Please transcribe the lines from the one with "target | overgrown ruin" to the one with "[(146, 335)]", both included, leaving every character unchanged.

▸ **RECORDS FOR THIS TASK**
++++++++++++++++++++

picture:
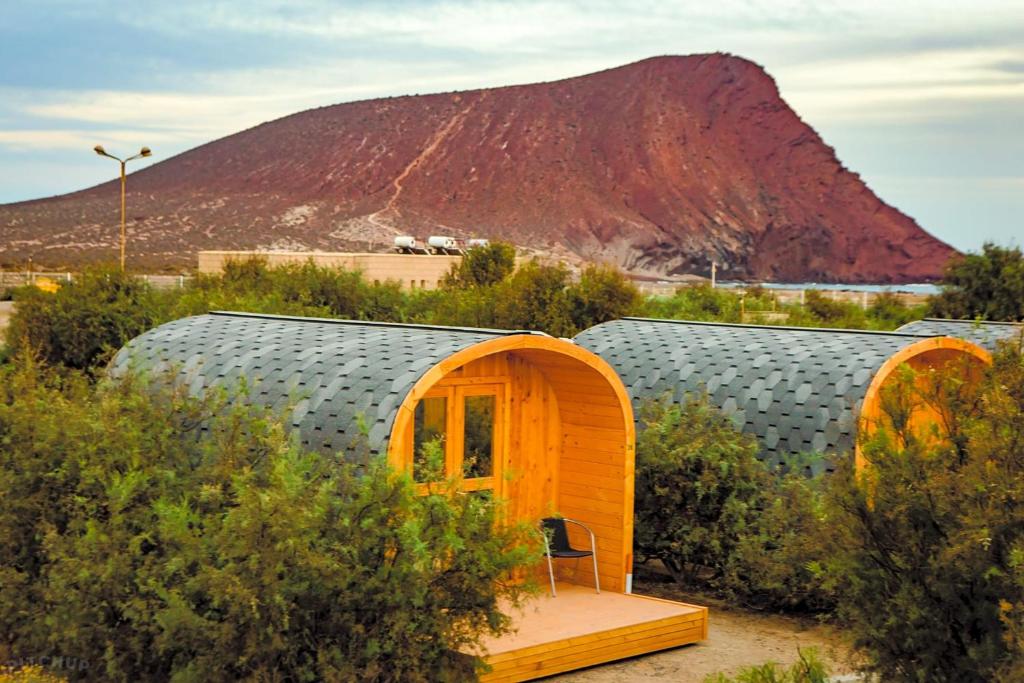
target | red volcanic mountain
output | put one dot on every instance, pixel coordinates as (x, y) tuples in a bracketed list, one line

++++++++++++++++++++

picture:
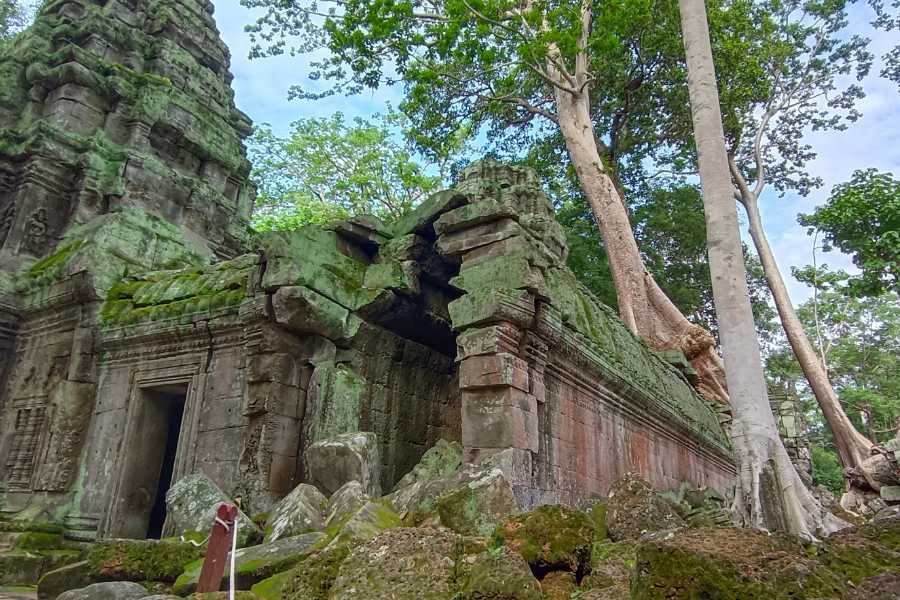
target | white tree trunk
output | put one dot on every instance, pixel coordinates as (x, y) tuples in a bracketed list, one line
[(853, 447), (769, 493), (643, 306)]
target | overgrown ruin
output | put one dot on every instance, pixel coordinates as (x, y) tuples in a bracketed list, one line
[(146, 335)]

++++++++++++++++++++

▸ **EXPECTED ANSWER**
target | overgrown ruin
output | put one dot on every instance, pixel coordinates as (x, y) tuples in a bracketed list, one line
[(146, 335)]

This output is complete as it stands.